• What to work on:
Copy out the entries word for word, from their start through the line that contains "167), (301, 178)]", including that line. Omit the pictures from your copy.

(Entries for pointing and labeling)

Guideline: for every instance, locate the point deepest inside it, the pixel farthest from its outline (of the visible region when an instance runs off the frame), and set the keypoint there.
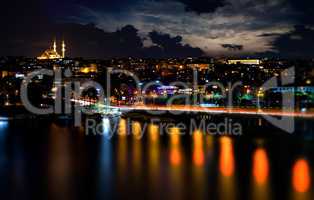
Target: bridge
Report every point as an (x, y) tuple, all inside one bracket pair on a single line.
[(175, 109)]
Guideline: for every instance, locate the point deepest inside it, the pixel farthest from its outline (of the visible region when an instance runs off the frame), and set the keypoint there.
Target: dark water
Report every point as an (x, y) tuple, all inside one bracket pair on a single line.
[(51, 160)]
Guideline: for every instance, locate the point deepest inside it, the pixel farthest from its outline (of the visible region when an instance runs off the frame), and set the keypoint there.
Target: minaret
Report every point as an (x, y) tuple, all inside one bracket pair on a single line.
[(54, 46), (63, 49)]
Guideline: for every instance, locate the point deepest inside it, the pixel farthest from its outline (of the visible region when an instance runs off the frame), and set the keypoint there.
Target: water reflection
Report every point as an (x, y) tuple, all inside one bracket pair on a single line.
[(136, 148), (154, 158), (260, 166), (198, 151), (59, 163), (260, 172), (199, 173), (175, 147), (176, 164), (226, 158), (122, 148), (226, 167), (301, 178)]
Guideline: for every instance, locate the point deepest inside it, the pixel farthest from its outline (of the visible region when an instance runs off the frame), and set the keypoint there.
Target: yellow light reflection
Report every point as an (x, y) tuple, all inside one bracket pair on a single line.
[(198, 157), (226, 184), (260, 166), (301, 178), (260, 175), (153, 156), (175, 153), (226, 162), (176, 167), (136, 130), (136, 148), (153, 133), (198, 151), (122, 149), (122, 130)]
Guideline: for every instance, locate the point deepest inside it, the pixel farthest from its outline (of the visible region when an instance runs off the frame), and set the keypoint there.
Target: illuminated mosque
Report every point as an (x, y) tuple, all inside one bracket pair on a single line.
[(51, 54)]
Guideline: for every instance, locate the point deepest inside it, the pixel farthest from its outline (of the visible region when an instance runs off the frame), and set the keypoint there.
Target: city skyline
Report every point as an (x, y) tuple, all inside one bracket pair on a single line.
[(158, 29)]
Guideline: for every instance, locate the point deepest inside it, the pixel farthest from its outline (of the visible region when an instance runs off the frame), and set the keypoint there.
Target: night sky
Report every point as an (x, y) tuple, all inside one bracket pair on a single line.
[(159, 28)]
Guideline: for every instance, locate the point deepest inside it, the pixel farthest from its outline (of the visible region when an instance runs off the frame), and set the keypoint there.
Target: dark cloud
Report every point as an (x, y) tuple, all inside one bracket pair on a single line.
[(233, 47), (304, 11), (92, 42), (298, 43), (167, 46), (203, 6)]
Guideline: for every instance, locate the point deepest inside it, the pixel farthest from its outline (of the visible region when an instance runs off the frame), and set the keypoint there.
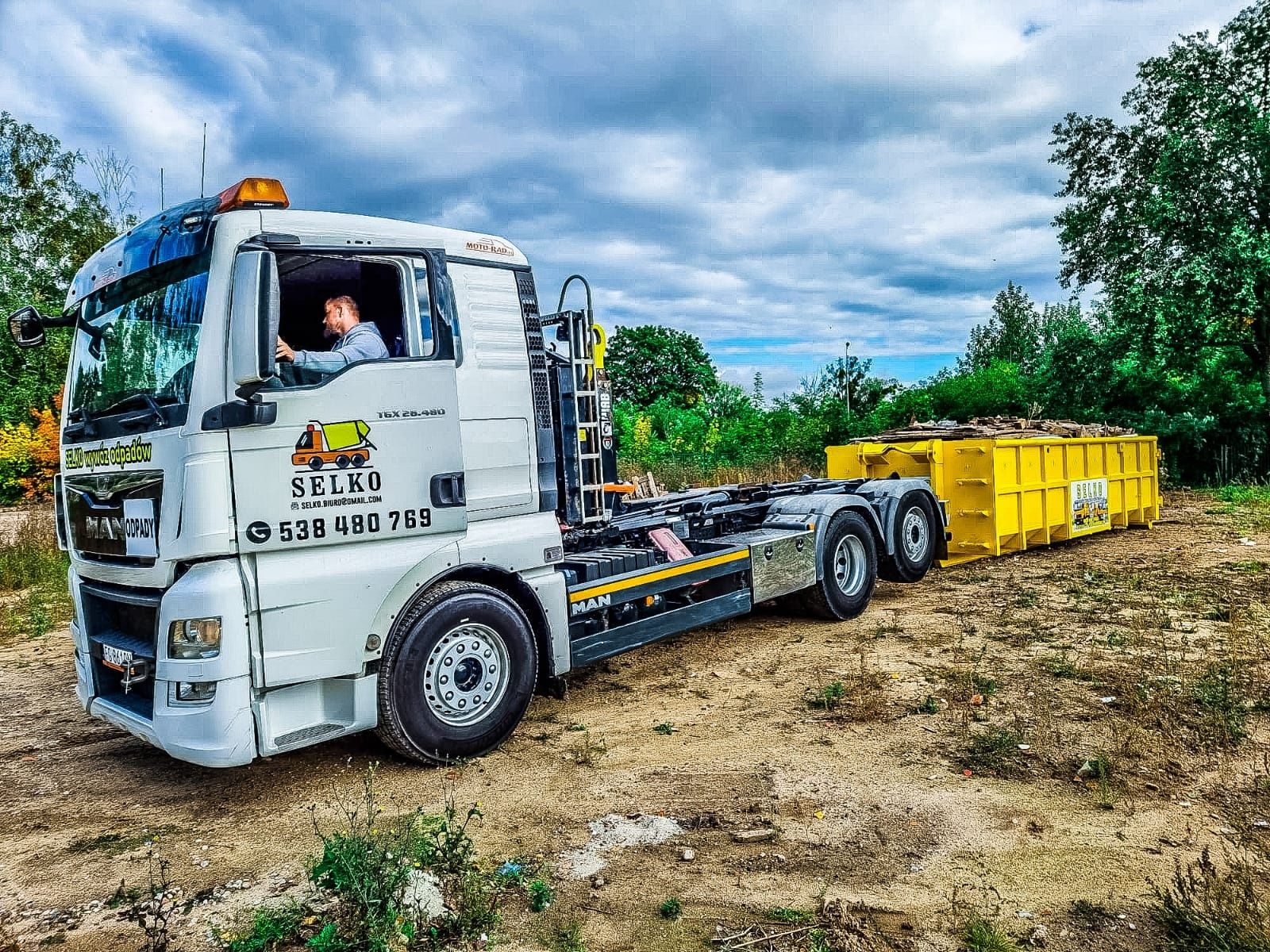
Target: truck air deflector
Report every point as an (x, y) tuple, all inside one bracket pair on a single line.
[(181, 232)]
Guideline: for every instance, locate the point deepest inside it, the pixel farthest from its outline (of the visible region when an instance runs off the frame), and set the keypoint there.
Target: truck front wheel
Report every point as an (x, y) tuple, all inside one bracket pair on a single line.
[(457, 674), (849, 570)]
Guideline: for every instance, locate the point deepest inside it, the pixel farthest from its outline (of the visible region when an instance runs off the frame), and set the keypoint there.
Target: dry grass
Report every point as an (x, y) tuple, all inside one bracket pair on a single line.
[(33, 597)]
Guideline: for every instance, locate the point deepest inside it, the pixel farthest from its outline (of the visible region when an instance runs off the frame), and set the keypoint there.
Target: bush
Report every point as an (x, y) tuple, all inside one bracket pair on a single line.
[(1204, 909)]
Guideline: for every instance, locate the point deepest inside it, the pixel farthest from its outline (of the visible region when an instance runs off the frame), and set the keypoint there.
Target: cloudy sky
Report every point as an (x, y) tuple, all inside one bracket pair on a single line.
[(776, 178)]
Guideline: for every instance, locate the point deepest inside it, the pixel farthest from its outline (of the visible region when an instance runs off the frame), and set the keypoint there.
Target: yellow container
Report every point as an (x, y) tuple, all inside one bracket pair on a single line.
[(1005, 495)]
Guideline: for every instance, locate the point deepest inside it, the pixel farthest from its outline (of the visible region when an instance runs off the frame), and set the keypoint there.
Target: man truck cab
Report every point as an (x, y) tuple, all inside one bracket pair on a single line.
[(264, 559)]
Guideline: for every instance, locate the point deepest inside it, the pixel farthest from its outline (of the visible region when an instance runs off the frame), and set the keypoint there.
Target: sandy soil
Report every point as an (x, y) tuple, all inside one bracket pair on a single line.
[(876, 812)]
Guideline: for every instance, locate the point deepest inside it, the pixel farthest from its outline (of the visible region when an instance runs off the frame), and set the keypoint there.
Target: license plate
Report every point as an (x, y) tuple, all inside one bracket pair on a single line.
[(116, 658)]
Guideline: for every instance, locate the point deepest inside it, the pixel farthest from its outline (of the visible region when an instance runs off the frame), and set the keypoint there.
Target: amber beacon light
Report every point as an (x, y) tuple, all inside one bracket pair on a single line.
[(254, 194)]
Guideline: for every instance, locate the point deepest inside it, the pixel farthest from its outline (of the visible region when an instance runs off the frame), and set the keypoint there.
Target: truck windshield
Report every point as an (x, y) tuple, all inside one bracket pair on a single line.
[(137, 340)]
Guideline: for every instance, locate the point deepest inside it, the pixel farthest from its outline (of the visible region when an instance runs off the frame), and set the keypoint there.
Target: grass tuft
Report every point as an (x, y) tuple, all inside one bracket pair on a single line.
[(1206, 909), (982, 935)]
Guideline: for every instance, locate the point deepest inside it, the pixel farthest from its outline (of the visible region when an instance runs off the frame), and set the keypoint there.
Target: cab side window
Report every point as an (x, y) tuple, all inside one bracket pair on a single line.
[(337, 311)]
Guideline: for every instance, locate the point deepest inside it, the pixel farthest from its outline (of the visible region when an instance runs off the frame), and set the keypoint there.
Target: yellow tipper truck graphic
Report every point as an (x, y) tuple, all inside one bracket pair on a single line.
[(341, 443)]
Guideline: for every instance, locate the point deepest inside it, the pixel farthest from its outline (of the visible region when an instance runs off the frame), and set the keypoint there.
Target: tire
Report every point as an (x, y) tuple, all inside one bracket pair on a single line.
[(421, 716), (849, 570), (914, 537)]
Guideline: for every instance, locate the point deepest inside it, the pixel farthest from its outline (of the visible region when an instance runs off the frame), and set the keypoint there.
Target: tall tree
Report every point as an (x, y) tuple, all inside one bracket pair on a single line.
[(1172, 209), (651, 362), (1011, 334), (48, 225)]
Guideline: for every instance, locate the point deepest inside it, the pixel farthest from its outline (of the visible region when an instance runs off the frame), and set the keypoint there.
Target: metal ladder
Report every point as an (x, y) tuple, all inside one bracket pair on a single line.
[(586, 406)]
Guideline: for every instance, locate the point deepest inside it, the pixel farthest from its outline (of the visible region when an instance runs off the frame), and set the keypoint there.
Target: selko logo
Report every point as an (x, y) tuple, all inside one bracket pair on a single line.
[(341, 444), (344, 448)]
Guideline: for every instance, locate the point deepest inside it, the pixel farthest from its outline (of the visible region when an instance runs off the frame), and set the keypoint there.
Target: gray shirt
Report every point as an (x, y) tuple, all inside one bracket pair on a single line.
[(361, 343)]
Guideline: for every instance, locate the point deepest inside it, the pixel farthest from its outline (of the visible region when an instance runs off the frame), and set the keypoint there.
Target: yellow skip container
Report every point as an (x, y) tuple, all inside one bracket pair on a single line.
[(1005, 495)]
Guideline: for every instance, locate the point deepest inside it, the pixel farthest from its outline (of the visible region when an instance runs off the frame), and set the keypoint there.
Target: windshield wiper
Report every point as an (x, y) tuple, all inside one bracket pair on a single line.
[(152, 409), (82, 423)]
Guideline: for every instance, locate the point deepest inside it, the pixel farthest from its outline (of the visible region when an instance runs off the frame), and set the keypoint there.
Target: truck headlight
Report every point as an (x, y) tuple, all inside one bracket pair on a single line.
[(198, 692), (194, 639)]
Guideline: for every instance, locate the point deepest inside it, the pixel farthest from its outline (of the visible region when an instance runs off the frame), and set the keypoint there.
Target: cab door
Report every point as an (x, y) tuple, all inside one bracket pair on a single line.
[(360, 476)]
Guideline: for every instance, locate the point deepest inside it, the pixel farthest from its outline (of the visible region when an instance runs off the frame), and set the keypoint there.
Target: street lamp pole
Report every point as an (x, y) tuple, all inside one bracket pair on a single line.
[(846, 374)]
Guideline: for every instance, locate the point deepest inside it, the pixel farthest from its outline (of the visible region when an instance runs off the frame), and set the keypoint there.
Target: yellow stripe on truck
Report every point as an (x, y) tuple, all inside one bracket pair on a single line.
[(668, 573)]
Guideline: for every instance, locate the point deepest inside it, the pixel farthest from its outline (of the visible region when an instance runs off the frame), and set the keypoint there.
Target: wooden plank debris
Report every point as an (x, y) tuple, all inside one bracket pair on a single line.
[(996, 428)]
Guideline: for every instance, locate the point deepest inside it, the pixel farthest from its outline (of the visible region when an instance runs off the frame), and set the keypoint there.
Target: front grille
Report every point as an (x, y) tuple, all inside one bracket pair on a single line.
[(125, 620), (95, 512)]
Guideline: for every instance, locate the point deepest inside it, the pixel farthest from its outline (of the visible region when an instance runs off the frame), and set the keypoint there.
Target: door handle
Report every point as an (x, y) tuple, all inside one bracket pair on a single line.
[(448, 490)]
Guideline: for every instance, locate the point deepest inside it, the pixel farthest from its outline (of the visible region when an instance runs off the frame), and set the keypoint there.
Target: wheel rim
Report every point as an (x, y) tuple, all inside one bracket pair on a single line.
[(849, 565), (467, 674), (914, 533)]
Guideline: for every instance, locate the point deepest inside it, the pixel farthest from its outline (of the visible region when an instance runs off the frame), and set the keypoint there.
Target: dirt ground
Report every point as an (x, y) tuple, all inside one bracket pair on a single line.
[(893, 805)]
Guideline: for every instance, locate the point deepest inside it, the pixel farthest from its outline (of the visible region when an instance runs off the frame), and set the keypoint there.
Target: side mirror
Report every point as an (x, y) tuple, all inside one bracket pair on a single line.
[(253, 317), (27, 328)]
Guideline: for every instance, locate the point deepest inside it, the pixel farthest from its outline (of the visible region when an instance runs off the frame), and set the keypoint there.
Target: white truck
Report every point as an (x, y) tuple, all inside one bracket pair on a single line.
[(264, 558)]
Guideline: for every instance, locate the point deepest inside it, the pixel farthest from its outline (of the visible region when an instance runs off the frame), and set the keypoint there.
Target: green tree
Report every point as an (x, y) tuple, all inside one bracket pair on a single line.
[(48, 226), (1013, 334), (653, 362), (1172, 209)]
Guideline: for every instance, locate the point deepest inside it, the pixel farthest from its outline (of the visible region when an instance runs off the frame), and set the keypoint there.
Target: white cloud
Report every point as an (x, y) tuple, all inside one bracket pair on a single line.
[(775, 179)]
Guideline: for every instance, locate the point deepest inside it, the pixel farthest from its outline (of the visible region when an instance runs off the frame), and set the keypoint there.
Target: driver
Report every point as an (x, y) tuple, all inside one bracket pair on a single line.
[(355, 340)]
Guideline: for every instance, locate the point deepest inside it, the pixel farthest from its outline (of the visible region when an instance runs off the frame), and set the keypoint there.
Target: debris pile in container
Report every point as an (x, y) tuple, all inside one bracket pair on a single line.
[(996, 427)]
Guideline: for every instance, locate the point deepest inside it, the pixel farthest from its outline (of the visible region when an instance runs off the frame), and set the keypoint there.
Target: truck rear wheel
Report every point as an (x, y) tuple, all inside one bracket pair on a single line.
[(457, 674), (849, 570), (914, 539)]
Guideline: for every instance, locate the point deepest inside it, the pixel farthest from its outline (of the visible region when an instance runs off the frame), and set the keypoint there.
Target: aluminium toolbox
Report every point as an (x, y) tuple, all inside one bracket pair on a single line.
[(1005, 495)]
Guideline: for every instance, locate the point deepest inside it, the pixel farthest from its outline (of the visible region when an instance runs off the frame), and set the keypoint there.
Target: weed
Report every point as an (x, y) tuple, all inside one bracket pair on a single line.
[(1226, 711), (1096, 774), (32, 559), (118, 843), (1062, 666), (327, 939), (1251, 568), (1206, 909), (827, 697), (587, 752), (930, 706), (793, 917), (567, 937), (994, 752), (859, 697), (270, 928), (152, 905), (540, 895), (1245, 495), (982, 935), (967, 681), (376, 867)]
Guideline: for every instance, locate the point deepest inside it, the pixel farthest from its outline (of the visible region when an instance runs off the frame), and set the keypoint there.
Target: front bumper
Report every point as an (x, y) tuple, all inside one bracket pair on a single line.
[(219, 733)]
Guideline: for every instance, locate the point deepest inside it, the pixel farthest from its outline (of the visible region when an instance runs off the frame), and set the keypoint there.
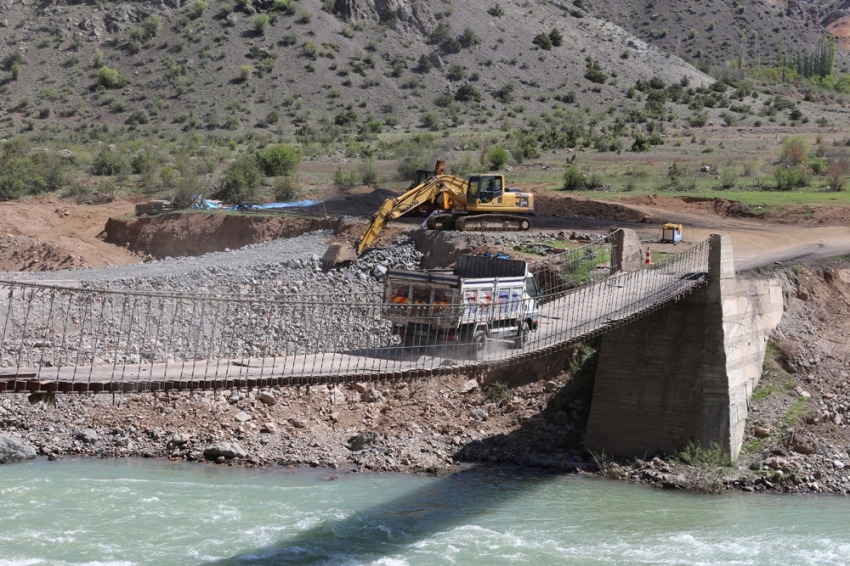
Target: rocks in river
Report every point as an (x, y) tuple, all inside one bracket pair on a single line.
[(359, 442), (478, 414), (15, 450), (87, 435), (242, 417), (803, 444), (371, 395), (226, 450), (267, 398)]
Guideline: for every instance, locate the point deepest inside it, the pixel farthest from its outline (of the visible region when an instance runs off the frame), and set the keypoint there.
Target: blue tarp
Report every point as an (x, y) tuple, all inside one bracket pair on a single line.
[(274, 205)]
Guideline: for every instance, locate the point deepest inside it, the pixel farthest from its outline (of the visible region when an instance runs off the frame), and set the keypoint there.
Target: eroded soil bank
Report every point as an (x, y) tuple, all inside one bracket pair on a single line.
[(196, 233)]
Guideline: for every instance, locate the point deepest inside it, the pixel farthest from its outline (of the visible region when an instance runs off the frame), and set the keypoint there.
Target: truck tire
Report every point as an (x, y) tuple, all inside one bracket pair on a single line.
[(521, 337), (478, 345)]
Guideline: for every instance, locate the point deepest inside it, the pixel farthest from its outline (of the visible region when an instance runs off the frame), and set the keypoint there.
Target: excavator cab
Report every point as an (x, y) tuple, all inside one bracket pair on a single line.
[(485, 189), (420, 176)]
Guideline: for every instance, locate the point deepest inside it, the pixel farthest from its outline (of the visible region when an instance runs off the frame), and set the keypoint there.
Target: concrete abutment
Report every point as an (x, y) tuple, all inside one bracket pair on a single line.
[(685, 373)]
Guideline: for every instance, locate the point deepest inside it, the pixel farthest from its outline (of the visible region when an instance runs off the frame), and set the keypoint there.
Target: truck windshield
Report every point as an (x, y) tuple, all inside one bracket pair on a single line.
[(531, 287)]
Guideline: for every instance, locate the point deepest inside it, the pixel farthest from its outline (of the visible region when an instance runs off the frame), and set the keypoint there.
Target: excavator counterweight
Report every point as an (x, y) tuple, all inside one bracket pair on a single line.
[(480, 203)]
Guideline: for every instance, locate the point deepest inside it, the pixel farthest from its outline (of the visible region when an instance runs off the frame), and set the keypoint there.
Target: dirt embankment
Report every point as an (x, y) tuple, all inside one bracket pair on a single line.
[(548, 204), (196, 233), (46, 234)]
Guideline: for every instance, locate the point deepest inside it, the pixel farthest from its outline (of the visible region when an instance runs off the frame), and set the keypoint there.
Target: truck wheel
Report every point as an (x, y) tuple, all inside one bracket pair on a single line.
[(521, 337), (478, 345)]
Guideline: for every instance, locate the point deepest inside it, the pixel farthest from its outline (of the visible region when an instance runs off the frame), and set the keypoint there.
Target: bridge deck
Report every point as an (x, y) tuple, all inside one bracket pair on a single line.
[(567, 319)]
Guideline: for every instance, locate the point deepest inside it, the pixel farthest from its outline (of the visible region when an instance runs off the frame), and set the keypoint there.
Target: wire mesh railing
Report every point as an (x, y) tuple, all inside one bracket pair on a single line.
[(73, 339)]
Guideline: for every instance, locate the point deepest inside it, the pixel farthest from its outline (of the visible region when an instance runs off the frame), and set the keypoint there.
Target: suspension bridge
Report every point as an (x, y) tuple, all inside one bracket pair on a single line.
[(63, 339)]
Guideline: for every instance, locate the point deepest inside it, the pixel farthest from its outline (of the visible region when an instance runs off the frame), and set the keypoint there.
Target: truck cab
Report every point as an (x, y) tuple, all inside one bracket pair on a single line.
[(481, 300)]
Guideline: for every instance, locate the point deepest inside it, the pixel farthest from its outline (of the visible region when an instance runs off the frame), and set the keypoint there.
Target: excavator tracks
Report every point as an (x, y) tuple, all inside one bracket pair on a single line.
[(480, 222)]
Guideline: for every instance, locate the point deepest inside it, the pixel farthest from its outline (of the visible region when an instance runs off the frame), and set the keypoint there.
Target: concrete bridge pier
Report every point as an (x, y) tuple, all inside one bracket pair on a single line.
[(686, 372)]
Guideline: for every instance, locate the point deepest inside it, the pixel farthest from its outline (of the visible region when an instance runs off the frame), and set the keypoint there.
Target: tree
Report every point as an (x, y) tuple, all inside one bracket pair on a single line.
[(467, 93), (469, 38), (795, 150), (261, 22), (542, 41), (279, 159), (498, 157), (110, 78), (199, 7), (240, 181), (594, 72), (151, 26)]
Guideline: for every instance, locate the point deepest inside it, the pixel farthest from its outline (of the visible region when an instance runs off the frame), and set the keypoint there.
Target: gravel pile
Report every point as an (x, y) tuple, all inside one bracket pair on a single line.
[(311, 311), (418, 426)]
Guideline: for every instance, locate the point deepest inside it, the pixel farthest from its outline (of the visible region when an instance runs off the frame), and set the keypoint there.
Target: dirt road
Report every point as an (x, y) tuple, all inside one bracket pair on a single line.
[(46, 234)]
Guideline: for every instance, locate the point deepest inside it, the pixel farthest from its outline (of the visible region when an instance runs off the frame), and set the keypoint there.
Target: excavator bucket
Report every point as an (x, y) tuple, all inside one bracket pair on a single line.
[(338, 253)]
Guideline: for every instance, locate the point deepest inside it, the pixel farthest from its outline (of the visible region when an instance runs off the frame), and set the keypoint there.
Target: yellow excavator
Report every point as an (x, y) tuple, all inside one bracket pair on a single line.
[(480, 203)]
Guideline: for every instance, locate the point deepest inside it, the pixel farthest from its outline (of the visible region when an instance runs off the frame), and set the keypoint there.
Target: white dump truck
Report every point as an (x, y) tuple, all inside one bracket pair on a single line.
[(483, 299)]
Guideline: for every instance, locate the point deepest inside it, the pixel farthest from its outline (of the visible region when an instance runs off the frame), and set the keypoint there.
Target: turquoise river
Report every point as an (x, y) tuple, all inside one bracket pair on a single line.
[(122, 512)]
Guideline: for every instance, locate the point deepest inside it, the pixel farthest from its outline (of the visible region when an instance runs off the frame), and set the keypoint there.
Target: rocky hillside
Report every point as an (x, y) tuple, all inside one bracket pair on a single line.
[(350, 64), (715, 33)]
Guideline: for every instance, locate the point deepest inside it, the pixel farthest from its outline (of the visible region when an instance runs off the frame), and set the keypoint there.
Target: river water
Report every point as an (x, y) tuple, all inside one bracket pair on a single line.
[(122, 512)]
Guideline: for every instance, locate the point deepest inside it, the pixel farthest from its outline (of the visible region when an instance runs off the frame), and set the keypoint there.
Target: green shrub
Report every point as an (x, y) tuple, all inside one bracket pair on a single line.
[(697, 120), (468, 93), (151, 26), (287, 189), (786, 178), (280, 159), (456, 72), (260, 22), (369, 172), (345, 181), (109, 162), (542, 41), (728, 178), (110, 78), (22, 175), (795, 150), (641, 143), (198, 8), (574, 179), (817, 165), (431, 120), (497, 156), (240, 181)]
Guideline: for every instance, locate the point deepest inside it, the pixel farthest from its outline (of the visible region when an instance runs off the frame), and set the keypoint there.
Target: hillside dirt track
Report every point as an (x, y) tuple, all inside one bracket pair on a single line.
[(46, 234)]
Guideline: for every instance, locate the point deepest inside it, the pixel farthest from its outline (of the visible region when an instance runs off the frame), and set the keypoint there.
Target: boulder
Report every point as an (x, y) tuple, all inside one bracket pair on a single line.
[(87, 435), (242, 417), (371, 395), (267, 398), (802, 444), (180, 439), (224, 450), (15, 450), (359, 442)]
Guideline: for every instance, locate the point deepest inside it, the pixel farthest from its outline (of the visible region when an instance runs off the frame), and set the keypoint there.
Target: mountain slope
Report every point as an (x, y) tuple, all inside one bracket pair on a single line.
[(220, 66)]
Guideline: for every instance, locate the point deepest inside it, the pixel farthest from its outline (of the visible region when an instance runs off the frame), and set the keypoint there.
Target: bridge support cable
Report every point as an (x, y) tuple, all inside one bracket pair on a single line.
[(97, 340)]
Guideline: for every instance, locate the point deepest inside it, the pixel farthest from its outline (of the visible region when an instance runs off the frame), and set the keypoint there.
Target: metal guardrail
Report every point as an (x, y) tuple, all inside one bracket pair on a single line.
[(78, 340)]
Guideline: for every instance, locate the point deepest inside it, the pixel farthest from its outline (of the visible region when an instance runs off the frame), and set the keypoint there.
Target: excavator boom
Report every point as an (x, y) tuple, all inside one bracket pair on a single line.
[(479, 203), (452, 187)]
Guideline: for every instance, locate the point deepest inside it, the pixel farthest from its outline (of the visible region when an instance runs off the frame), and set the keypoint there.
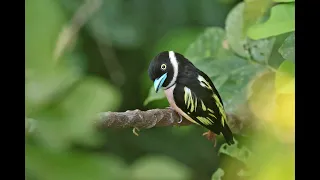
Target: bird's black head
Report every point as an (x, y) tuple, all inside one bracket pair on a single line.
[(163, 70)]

• The reply:
Guideline: for every instance, locate the point deepest inside it, the pixel farthest from its outline (of the visible region when an instance runs off the frame), and set the keypoint there.
Target: bridge
Report every point as an (x, y) tuple, all inside one bracket pair on a single line.
[(175, 109)]
Guideline: for every instance, locate the point deepest inside it, the pixel farthest from its outline (of the visible region when an instance runs off the frame), and set the keypoint there.
Target: dark water
Report every point as an (x, y) tuple, all inside one bracket pair on a single line.
[(51, 160)]
Guideline: for every instance, locate the point deepest inside it, the pixel farthest from its outline (of the visible region when an instance runs off the frame), and set the keypoint there.
Target: minaret
Report every point as an (x, y) tuple, all inside one bracket pair on a single line.
[(54, 46), (63, 49)]
Guideline: for every instance, locate the point deepest inside it, the pixel farthest from its outline (of the visible region when an instance runs off the frame), and set the keypoint there.
Target: water reflection
Report every point as an (x, y) tuple, all inside one bracket pair on a single line.
[(136, 148), (154, 158), (260, 166), (198, 151), (59, 163), (260, 172), (199, 173), (175, 147), (176, 164), (226, 158), (122, 148), (226, 167), (301, 178)]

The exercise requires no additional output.